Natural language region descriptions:

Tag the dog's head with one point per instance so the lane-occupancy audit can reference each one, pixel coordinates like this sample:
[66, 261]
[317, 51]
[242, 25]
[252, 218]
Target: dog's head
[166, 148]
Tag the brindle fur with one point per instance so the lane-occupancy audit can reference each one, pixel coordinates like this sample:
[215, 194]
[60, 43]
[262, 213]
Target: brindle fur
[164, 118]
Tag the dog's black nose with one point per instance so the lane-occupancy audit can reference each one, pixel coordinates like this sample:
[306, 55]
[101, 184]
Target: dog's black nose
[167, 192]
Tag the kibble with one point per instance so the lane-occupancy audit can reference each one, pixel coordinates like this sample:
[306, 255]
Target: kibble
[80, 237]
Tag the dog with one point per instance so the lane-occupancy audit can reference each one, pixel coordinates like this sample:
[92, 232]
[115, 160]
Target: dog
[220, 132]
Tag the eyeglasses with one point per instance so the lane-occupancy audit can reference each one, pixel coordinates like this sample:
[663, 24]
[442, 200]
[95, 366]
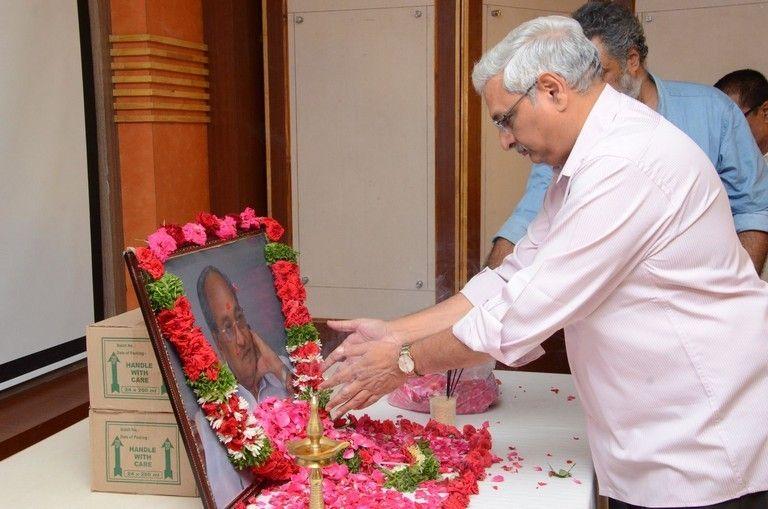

ACTIVITY: Repeat the records above verbatim, dropping the pictures.

RESULT BELOW:
Tag the dog's head with one point per instance so the lane-occupancy audit can reference each one, pixel coordinates like this sample:
[66, 261]
[317, 51]
[242, 25]
[252, 218]
Target: dog's head
[166, 148]
Tag the brindle fur with one point per instance so the lane-occupancy audit can reference each one, pixel coordinates like this sample:
[215, 194]
[60, 43]
[262, 213]
Target: brindle fur
[164, 118]
Tag the dog's black nose with one point per instance so the lane-occupancy audit can reference each one, pixel coordinates like this sample:
[306, 55]
[101, 184]
Target: dog's black nose
[167, 192]
Tag the kibble with one point per instance so the lane-occupancy audit can reference each one, pixel coordinates like this sample:
[306, 255]
Target: kibble
[80, 237]
Tag the dog with one point per instance so the lane-occupancy audit can reference each one, pixel coordinates like this sample:
[92, 232]
[115, 160]
Target: dog
[220, 132]
Tag the eyeglasses with one point per instance so the lane-occupancy audit can reference each one, pixel coordinates like this sample:
[663, 24]
[442, 200]
[95, 366]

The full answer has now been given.